**Your instructions:**
Please retype all of the records below word for word, leaving out any pictures.

**Data extract:**
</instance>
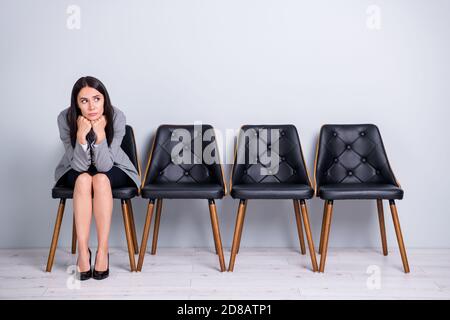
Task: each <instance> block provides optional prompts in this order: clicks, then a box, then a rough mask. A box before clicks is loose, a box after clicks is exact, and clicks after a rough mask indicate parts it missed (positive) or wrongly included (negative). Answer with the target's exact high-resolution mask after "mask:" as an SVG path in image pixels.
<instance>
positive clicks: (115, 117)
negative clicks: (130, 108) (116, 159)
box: [92, 109, 126, 172]
mask: <svg viewBox="0 0 450 320" xmlns="http://www.w3.org/2000/svg"><path fill="white" fill-rule="evenodd" d="M125 125H126V118H125V114H124V113H123V112H122V111H118V110H117V109H116V110H115V112H114V120H113V126H114V137H113V140H112V142H111V145H110V146H108V142H107V141H106V139H103V141H102V142H100V144H93V148H92V153H93V158H94V159H93V160H94V163H95V167H96V168H97V171H99V172H107V171H109V170H111V168H112V167H113V165H114V159H116V156H117V153H118V151H119V150H120V146H121V144H122V140H123V137H124V136H125Z"/></svg>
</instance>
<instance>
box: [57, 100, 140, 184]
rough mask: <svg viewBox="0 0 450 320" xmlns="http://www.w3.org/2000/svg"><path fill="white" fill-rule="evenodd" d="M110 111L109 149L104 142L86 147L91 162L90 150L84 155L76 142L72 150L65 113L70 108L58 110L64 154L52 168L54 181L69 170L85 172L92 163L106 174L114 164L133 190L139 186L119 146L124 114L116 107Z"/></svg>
mask: <svg viewBox="0 0 450 320" xmlns="http://www.w3.org/2000/svg"><path fill="white" fill-rule="evenodd" d="M113 109H114V118H113V126H114V138H113V140H112V142H111V145H110V146H108V142H107V141H106V139H104V140H103V141H102V142H101V143H100V144H98V145H96V144H94V143H92V144H91V145H88V148H92V155H93V159H91V156H90V151H89V150H88V151H87V152H86V151H85V150H83V147H82V146H81V144H80V143H79V142H78V141H76V142H75V148H73V147H72V143H71V140H70V129H69V125H68V123H67V112H68V110H69V108H67V109H64V110H63V111H61V113H60V114H59V115H58V128H59V136H60V138H61V140H62V142H63V144H64V148H65V150H66V151H65V153H64V155H63V157H62V159H61V161H60V162H59V164H58V166H57V167H56V169H55V180H56V182H57V181H58V180H59V178H61V177H62V176H63V175H64V174H65V173H66V172H67V171H69V170H70V169H74V170H76V171H78V172H83V171H87V170H88V168H89V167H90V165H91V163H92V164H93V165H95V167H96V168H97V170H98V171H99V172H107V171H109V170H110V169H111V168H112V167H113V165H114V166H116V167H118V168H120V169H121V170H123V171H124V172H125V173H126V174H127V175H128V176H129V177H130V178H131V179H132V180H133V181H134V183H135V184H136V187H138V188H139V187H140V185H141V178H140V177H139V174H138V172H137V170H136V168H135V167H134V165H133V163H132V162H131V160H130V158H128V156H127V154H126V153H125V152H124V151H123V150H122V148H121V147H120V145H121V144H122V139H123V137H124V135H125V125H126V118H125V115H124V113H123V112H122V111H120V110H119V109H117V108H116V107H113ZM94 137H95V134H94ZM95 138H96V137H95ZM95 138H94V141H95Z"/></svg>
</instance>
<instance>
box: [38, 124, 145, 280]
mask: <svg viewBox="0 0 450 320" xmlns="http://www.w3.org/2000/svg"><path fill="white" fill-rule="evenodd" d="M121 148H122V149H123V151H124V152H125V153H126V154H127V155H128V157H129V158H130V160H131V162H132V163H133V164H134V166H135V167H136V169H137V170H138V173H139V175H140V174H141V167H140V164H139V158H138V155H137V148H136V141H135V138H134V132H133V128H132V127H130V126H128V125H127V126H126V129H125V136H124V137H123V140H122V144H121ZM138 194H139V190H138V188H136V187H124V188H113V189H112V195H113V198H114V199H120V201H121V204H122V214H123V222H124V225H125V235H126V238H127V245H128V253H129V257H130V269H131V271H136V264H135V260H134V254H137V253H138V252H139V251H138V243H137V237H136V228H135V224H134V216H133V208H132V205H131V199H132V198H134V197H136V196H137V195H138ZM52 198H53V199H60V201H59V207H58V213H57V216H56V223H55V228H54V231H53V238H52V243H51V246H50V252H49V254H48V260H47V268H46V271H47V272H51V270H52V266H53V261H54V258H55V251H56V247H57V245H58V238H59V231H60V228H61V223H62V219H63V214H64V207H65V204H66V199H72V198H73V189H72V188H68V187H65V186H64V185H56V186H55V187H54V188H53V189H52ZM76 241H77V240H76V230H75V217H73V227H72V254H75V252H76Z"/></svg>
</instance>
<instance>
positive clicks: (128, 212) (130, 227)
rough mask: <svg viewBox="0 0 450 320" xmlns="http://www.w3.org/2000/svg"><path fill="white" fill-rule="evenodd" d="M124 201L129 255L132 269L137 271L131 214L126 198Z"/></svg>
mask: <svg viewBox="0 0 450 320" xmlns="http://www.w3.org/2000/svg"><path fill="white" fill-rule="evenodd" d="M120 201H121V203H122V214H123V224H124V225H125V236H126V238H127V245H128V255H129V257H130V270H131V271H132V272H133V271H136V264H135V261H134V245H133V236H132V232H131V226H130V224H131V223H130V214H129V212H128V206H127V203H126V200H123V199H122V200H120Z"/></svg>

**The completed task:**
</instance>
Task: each <instance> block provides optional prompts in this order: clicks, then a box, then a rough mask. A box before clicks is loose, a box after clicks is exact, and clicks after a rough mask indicate parts it missed (positive) or wrongly included (negative). Answer with the target's exact high-resolution mask after "mask:" as an SVG path in image pixels.
<instance>
positive clicks: (115, 117)
negative clicks: (130, 108) (116, 159)
box: [92, 109, 126, 172]
mask: <svg viewBox="0 0 450 320" xmlns="http://www.w3.org/2000/svg"><path fill="white" fill-rule="evenodd" d="M125 125H126V118H125V114H124V113H123V112H122V111H118V110H117V109H116V110H115V112H114V120H113V126H114V137H113V140H112V142H111V145H110V146H108V142H107V141H106V139H103V141H102V142H100V144H93V148H92V153H93V158H94V159H93V160H94V163H95V167H96V168H97V171H99V172H107V171H109V170H111V168H112V167H113V165H114V159H116V156H117V153H118V151H119V150H120V146H121V144H122V140H123V137H124V136H125Z"/></svg>
</instance>
<instance>
box: [57, 100, 140, 184]
rough mask: <svg viewBox="0 0 450 320" xmlns="http://www.w3.org/2000/svg"><path fill="white" fill-rule="evenodd" d="M110 111L109 149L104 142L86 147L91 162L90 150L84 155L76 142L72 150L65 113L70 108L58 110L64 154L52 168L54 181L69 170L85 172L92 163L106 174L114 164L133 190L139 186L119 146L124 114L116 107Z"/></svg>
mask: <svg viewBox="0 0 450 320" xmlns="http://www.w3.org/2000/svg"><path fill="white" fill-rule="evenodd" d="M113 109H114V118H113V126H114V138H113V140H112V142H111V145H110V146H108V142H107V141H106V139H104V140H103V141H102V142H101V143H100V144H98V145H96V144H94V143H92V144H91V145H88V148H92V155H93V159H91V156H90V151H89V150H88V151H87V152H86V151H85V150H83V147H82V146H81V144H80V143H79V142H78V141H76V142H75V148H73V147H72V143H71V140H70V129H69V125H68V123H67V112H68V110H69V108H67V109H64V110H63V111H61V113H60V114H59V115H58V128H59V136H60V138H61V140H62V142H63V144H64V148H65V150H66V151H65V153H64V155H63V157H62V159H61V161H60V162H59V164H58V166H57V167H56V169H55V180H56V182H57V181H58V180H59V178H61V177H62V176H63V175H64V174H65V173H66V172H67V171H69V170H70V169H74V170H76V171H78V172H83V171H87V170H88V168H89V167H90V165H91V163H92V164H93V165H95V167H96V168H97V170H98V171H99V172H107V171H109V170H110V169H111V168H112V167H113V165H114V166H116V167H118V168H120V169H121V170H123V171H124V172H125V173H126V174H127V175H128V176H129V177H130V178H131V179H132V180H133V181H134V183H135V184H136V187H138V188H139V187H140V185H141V178H140V177H139V174H138V172H137V170H136V168H135V167H134V165H133V163H132V162H131V160H130V158H128V156H127V154H126V153H125V152H124V151H123V150H122V148H121V147H120V145H121V144H122V139H123V137H124V135H125V125H126V118H125V115H124V113H123V112H122V111H120V110H119V109H117V108H116V107H113ZM94 137H95V134H94ZM95 138H96V137H95ZM95 138H94V141H95Z"/></svg>
</instance>
<instance>
box: [38, 124, 145, 280]
mask: <svg viewBox="0 0 450 320" xmlns="http://www.w3.org/2000/svg"><path fill="white" fill-rule="evenodd" d="M121 148H122V149H123V151H124V152H125V153H126V154H127V155H128V157H129V158H130V160H131V162H132V163H133V164H134V166H135V167H136V169H137V170H138V173H139V175H140V174H141V167H140V164H139V158H138V155H137V148H136V141H135V138H134V132H133V128H132V127H130V126H128V125H127V126H126V129H125V136H124V137H123V140H122V144H121ZM138 194H139V190H138V188H136V187H124V188H113V189H112V195H113V198H114V199H120V201H121V204H122V214H123V222H124V225H125V235H126V238H127V245H128V253H129V257H130V269H131V271H136V264H135V260H134V254H137V253H138V252H139V251H138V243H137V237H136V228H135V224H134V216H133V208H132V205H131V199H132V198H134V197H136V196H137V195H138ZM52 198H53V199H60V201H59V207H58V213H57V216H56V223H55V228H54V231H53V238H52V243H51V246H50V252H49V254H48V260H47V268H46V271H47V272H51V270H52V266H53V261H54V258H55V251H56V247H57V245H58V238H59V231H60V228H61V223H62V219H63V214H64V207H65V204H66V199H72V198H73V189H72V188H68V187H65V186H64V185H56V186H55V187H54V188H53V189H52ZM76 241H77V240H76V230H75V217H73V227H72V254H75V252H76Z"/></svg>
</instance>
<instance>
positive clicks: (128, 212) (130, 227)
rough mask: <svg viewBox="0 0 450 320" xmlns="http://www.w3.org/2000/svg"><path fill="white" fill-rule="evenodd" d="M124 201L129 255L132 269L137 271L131 214L126 198Z"/></svg>
mask: <svg viewBox="0 0 450 320" xmlns="http://www.w3.org/2000/svg"><path fill="white" fill-rule="evenodd" d="M120 201H121V203H122V214H123V224H124V225H125V236H126V238H127V245H128V255H129V257H130V270H131V271H132V272H133V271H136V264H135V261H134V245H133V236H132V232H131V226H130V224H131V223H130V214H129V212H128V206H127V203H126V200H123V199H122V200H120Z"/></svg>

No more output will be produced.